* Stated problem 1
Below, pull out each line of the records that contains the word "wing" and copy those lines unchanged.

* Passage provided
%%

It's convenient to use the formula interface
to try out likelihood estimation on the
transformed parameters:
<<fit2f>>=
m0cf <- mle2(x1~dbetabinom(prob=plogis(lprob),size=50,theta=exp(ltheta)),
            start=list(lprob=0,ltheta=2),data=data.frame(x1))
confint(m0cf,method="uniroot")
confint(m0cf,method="spline")
@ 

In this case the answers from \code{uniroot}
and \code{spline} (default) methods barely
differ.

\subsection{Real data (\emph{Orobanche}, \cite{Crowder1978})}
Data are copied from the \code{aods3} package
(but a copy is saved with the package to avoid depending on the
 \code{aods3} package):
<<orobdata>>=
load(system.file("vignetteData","orob1.rda",package="bbmle"))
summary(orob1)
@ 

Now construct a negative log-likelihood
function that differentiates among groups:
<<aodlikfun>>=
ML1 <- function(prob1,prob2,prob3,theta,x) {
  prob <- c(prob1,prob2,prob3)[as.numeric(x$dilution)]
  size <- x$n
  -sum(dbetabinom(x$m,prob,size,theta,log=TRUE))

%%

* Exercise inputs

%%

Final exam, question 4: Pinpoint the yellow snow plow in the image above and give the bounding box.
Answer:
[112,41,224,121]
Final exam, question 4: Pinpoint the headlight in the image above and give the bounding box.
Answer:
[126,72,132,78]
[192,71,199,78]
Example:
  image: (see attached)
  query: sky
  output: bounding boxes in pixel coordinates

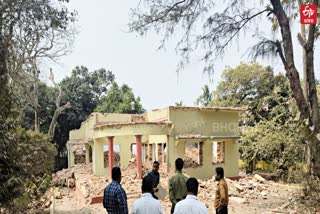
[48,0,317,110]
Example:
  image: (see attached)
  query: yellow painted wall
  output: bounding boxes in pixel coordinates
[70,108,239,179]
[145,108,169,122]
[97,112,131,123]
[169,140,239,179]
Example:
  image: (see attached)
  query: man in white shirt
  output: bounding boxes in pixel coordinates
[174,178,209,214]
[132,176,163,214]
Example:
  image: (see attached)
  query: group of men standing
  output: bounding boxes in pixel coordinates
[103,158,228,214]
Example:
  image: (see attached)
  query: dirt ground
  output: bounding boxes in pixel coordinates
[55,184,300,214]
[45,162,320,214]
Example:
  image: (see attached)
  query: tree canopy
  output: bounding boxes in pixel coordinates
[129,0,320,177]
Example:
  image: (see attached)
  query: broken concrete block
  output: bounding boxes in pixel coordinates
[229,197,246,204]
[253,174,266,183]
[67,178,76,189]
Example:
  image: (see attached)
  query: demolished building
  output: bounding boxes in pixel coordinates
[67,106,243,179]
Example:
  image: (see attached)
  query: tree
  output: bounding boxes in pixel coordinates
[51,66,114,166]
[129,0,320,177]
[0,0,76,130]
[210,63,291,126]
[196,85,212,106]
[240,119,305,180]
[48,70,71,138]
[95,82,144,114]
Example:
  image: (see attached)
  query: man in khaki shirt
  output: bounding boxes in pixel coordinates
[214,167,229,214]
[168,158,188,213]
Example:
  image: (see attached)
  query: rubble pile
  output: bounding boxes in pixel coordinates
[183,146,200,168]
[199,174,271,203]
[74,147,86,164]
[42,158,310,213]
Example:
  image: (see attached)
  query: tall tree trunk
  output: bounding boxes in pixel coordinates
[270,0,320,177]
[305,0,320,177]
[48,69,71,139]
[33,66,40,132]
[298,0,309,99]
[300,24,309,99]
[270,0,310,119]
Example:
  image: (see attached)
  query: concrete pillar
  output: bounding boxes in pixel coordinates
[92,139,105,176]
[67,141,74,168]
[85,143,90,164]
[108,137,113,180]
[136,135,142,179]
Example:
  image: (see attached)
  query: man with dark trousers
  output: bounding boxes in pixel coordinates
[168,158,188,213]
[103,167,128,214]
[147,161,160,199]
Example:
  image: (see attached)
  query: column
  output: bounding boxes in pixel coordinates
[85,143,90,164]
[92,138,105,176]
[136,135,142,179]
[108,136,113,180]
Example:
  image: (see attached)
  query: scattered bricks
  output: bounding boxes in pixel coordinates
[67,178,76,189]
[90,196,103,204]
[233,183,244,192]
[229,197,246,204]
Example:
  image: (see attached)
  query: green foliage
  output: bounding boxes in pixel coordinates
[95,82,144,114]
[0,123,56,209]
[16,127,56,178]
[210,63,291,126]
[20,82,58,133]
[240,120,306,179]
[0,111,24,206]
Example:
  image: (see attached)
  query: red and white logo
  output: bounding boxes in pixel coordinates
[300,4,317,25]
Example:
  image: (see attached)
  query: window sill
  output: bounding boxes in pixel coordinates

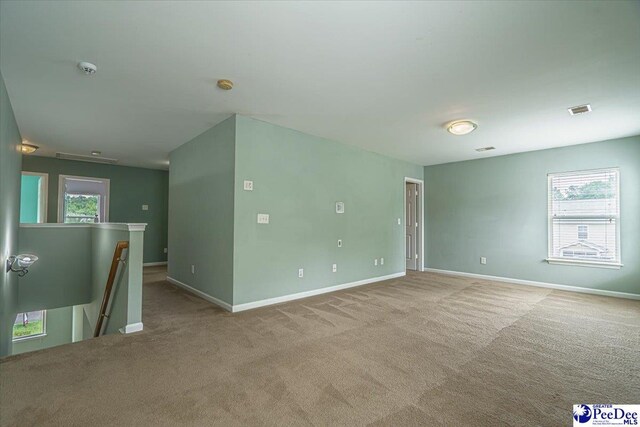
[545,258,623,270]
[12,333,47,342]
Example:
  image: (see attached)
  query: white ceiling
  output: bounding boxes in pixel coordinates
[0,0,640,168]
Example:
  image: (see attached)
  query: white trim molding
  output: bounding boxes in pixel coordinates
[424,268,640,300]
[167,271,406,313]
[142,261,167,267]
[233,271,407,313]
[120,322,143,334]
[167,276,233,312]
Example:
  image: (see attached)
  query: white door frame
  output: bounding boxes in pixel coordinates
[22,171,49,223]
[58,175,111,223]
[402,176,424,271]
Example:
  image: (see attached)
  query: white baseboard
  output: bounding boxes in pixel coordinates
[142,261,167,267]
[120,322,143,334]
[232,271,407,313]
[424,268,640,300]
[167,271,406,313]
[167,276,233,312]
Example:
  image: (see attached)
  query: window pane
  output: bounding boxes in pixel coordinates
[13,310,46,339]
[549,169,620,262]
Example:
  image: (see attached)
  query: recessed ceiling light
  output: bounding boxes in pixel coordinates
[19,141,40,154]
[567,104,591,116]
[218,79,233,90]
[447,120,478,135]
[78,61,98,76]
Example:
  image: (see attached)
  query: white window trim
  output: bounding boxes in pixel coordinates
[545,167,624,270]
[11,310,47,342]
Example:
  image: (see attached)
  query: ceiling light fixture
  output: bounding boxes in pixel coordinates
[78,61,98,76]
[19,141,40,154]
[447,120,478,135]
[567,104,591,116]
[218,79,233,90]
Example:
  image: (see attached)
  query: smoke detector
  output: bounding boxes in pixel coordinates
[567,104,591,116]
[218,79,233,90]
[78,61,98,76]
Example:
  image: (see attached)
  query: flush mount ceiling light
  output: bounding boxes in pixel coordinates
[218,79,233,90]
[567,104,591,116]
[447,120,478,135]
[19,141,40,154]
[78,61,98,76]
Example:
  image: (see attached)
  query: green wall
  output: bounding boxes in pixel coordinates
[22,156,169,262]
[233,116,423,305]
[20,175,41,224]
[168,117,236,304]
[424,136,640,294]
[169,116,423,305]
[17,224,91,313]
[0,74,22,357]
[13,307,73,354]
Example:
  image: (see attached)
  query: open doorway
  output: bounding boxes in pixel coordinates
[58,175,110,223]
[404,178,424,271]
[20,172,49,224]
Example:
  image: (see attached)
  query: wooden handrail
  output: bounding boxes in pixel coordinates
[93,240,129,337]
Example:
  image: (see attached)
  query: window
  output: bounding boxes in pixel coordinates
[578,225,589,240]
[547,168,621,268]
[13,310,47,341]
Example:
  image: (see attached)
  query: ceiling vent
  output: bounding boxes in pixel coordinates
[567,104,591,116]
[56,153,118,165]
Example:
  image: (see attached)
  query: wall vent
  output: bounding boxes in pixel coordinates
[56,153,118,165]
[567,104,591,116]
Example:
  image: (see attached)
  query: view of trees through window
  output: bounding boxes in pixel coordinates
[13,310,45,339]
[65,194,100,222]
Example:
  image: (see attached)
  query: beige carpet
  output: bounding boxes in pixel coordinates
[0,269,640,426]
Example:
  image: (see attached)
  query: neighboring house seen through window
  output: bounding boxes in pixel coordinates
[548,168,620,266]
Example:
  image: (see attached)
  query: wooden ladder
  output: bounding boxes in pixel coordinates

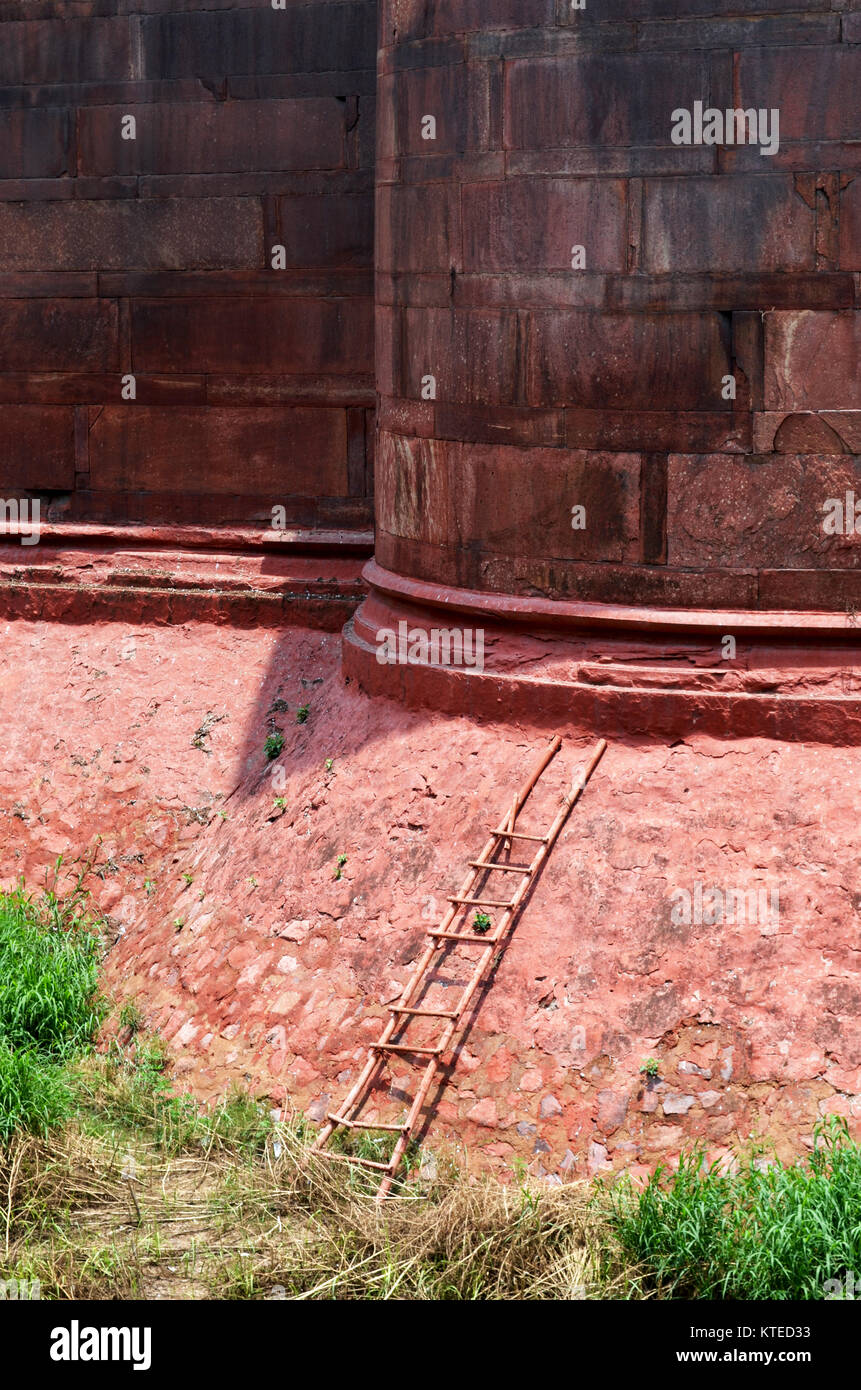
[314,735,606,1198]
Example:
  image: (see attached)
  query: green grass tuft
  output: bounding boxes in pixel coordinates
[611,1115,861,1301]
[0,888,104,1059]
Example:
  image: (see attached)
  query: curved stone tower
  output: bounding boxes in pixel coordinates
[345,0,861,738]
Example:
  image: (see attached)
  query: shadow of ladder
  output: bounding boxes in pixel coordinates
[314,735,606,1198]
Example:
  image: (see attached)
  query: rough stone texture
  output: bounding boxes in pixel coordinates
[0,621,861,1177]
[377,0,861,609]
[0,0,376,530]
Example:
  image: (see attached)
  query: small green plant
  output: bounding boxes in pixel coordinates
[263,728,284,763]
[0,1037,72,1143]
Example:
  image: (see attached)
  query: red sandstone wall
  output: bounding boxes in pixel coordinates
[377,0,861,609]
[0,0,376,527]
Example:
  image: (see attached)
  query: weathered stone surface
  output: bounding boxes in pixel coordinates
[765,310,861,410]
[89,404,346,506]
[77,97,345,177]
[668,455,861,569]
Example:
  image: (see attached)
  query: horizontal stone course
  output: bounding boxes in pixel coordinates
[89,404,346,506]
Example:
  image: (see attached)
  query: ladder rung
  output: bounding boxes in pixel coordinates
[316,1148,392,1173]
[427,931,499,947]
[469,859,533,873]
[325,1115,408,1134]
[388,1004,458,1019]
[446,898,515,908]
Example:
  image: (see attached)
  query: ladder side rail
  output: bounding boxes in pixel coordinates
[377,738,606,1201]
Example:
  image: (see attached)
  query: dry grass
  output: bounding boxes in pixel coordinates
[0,1100,630,1300]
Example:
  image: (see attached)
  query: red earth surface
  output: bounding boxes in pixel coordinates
[0,620,861,1180]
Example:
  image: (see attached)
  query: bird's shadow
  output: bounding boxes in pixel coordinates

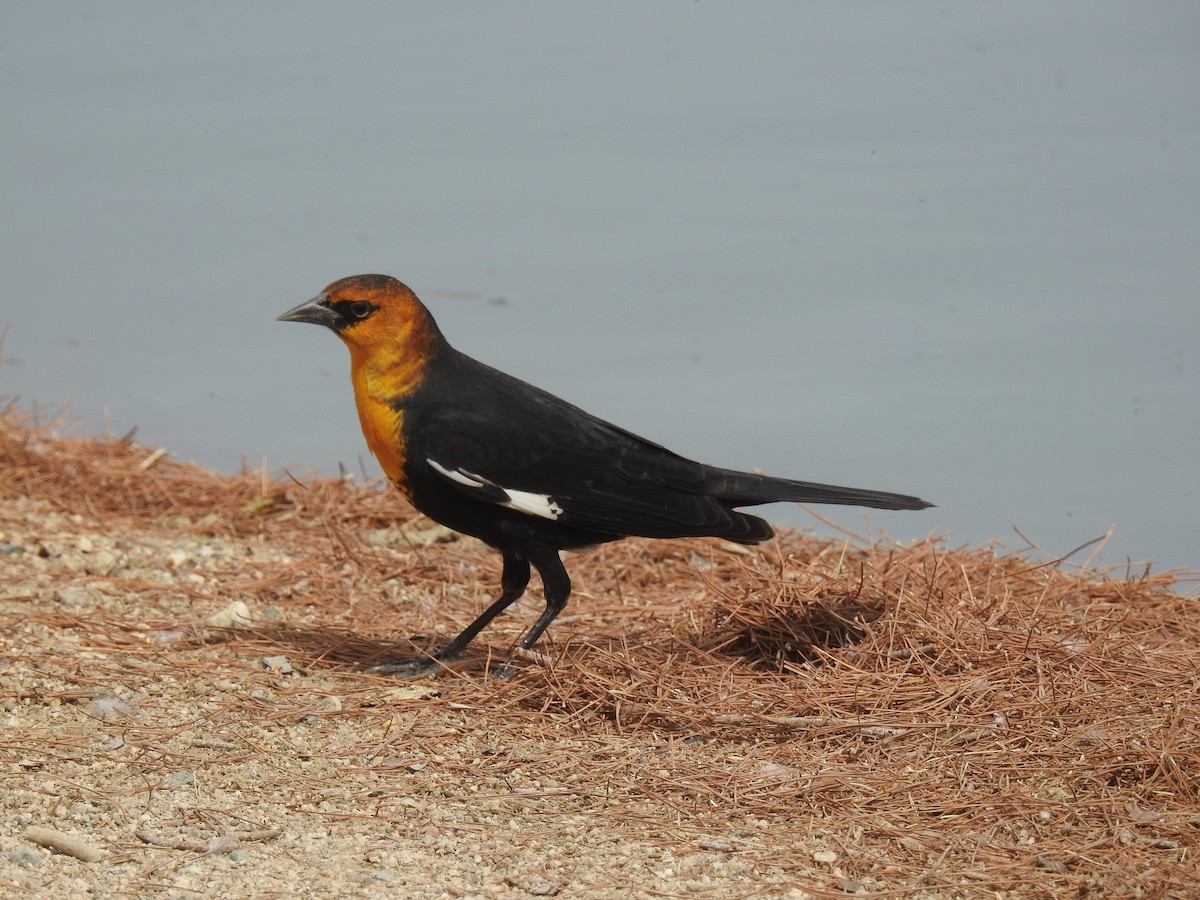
[698,590,887,671]
[197,623,496,671]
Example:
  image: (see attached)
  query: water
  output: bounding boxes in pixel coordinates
[0,2,1200,566]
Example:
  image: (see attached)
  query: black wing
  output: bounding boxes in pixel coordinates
[404,356,770,541]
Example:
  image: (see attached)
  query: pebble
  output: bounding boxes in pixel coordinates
[54,587,98,608]
[8,844,46,869]
[162,772,196,791]
[84,550,120,575]
[208,600,251,628]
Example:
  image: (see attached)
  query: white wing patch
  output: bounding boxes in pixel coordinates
[425,458,563,521]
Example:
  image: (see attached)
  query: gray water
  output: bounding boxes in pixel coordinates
[0,0,1200,566]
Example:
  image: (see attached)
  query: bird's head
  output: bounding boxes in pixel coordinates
[280,275,445,397]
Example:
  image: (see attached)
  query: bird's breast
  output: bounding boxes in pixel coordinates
[354,384,408,496]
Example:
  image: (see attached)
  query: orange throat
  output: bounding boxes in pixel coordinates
[350,347,424,496]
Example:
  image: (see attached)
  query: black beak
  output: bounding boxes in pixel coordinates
[277,294,342,331]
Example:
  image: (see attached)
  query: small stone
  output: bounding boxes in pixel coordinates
[84,550,120,575]
[54,588,96,608]
[263,656,295,674]
[208,600,251,628]
[8,844,46,869]
[88,695,134,720]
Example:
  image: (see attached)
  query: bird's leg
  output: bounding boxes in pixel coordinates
[366,552,530,677]
[492,547,571,678]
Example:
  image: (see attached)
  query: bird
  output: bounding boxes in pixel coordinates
[278,275,932,677]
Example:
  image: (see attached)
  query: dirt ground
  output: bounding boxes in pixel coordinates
[0,409,1200,898]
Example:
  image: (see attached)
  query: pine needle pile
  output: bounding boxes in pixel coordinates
[0,409,1200,898]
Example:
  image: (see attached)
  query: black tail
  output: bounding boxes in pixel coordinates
[708,469,934,509]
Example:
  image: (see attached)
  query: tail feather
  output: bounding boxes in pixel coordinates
[709,469,934,509]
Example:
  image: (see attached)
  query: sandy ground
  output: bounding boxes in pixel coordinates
[0,415,1200,898]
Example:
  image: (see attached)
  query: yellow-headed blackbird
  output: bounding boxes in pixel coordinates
[280,275,931,674]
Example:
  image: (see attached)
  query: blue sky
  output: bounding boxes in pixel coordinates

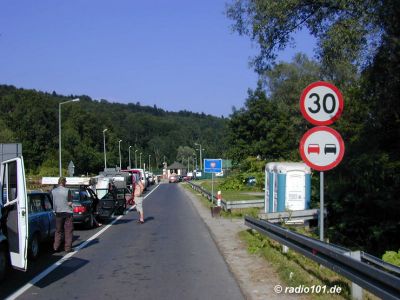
[0,0,314,116]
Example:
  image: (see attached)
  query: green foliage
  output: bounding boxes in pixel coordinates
[382,250,400,267]
[239,230,350,299]
[223,0,400,255]
[227,0,382,76]
[0,85,227,175]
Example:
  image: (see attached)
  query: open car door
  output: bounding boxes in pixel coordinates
[0,157,28,271]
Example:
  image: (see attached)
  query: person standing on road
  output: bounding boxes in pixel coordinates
[51,177,74,252]
[135,180,144,224]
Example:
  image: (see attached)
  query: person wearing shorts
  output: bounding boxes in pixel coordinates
[135,180,144,224]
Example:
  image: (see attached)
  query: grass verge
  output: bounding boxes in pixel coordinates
[239,229,350,299]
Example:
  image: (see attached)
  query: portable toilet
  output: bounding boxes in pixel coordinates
[265,162,311,212]
[264,162,277,213]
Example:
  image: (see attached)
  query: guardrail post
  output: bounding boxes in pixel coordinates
[345,251,363,300]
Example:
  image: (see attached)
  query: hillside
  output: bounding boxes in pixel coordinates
[0,85,227,175]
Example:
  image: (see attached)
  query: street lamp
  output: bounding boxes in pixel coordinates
[103,128,107,171]
[135,149,138,169]
[194,143,204,170]
[128,146,132,168]
[118,140,122,170]
[148,154,151,172]
[58,98,79,177]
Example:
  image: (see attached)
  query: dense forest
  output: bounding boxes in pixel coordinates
[0,85,227,176]
[0,0,400,255]
[227,0,400,254]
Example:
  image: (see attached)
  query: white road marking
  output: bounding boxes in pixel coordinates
[6,185,159,300]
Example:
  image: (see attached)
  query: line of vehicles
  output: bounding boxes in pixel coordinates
[0,156,156,280]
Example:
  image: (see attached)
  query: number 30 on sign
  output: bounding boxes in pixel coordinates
[300,81,344,126]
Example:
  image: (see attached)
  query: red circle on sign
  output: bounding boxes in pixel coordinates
[299,126,344,171]
[300,81,344,126]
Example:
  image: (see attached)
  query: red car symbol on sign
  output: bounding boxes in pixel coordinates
[307,144,319,154]
[324,144,336,154]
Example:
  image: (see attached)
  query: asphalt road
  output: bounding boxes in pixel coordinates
[0,184,244,300]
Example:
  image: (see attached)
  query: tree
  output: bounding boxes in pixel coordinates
[227,0,382,83]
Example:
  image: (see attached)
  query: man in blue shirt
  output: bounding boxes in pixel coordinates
[51,177,74,252]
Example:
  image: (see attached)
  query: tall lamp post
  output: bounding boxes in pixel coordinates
[149,154,151,172]
[118,140,122,170]
[135,149,138,169]
[58,98,79,177]
[103,128,107,171]
[194,143,204,170]
[128,146,132,169]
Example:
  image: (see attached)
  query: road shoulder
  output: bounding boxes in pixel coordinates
[180,186,299,300]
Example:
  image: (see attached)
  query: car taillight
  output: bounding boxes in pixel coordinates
[74,206,86,214]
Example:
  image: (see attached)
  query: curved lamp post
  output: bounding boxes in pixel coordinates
[128,146,132,168]
[118,140,122,170]
[103,128,108,171]
[135,149,138,169]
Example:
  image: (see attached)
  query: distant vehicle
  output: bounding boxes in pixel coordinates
[146,172,154,185]
[307,144,320,154]
[97,186,132,219]
[324,144,336,154]
[69,186,99,229]
[27,191,56,259]
[168,173,179,183]
[244,176,257,186]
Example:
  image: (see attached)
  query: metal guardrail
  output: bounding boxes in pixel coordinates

%%

* Stated problem 2
Output the part of the likelihood estimation passage above that lies between "summary(orob1)" and "-sum(dbetabinom(x$m,prob,size,theta,log=TRUE))", inclusive, with no changes to its wording.

* Task output 1
  query: black wing
  query: white wing patch

* Task output 2
summary(orob1)
@ 

Now construct a negative log-likelihood
function that differentiates among groups:
<<aodlikfun>>=
ML1 <- function(prob1,prob2,prob3,theta,x) {
  prob <- c(prob1,prob2,prob3)[as.numeric(x$dilution)]
  size <- x$n
  -sum(dbetabinom(x$m,prob,size,theta,log=TRUE))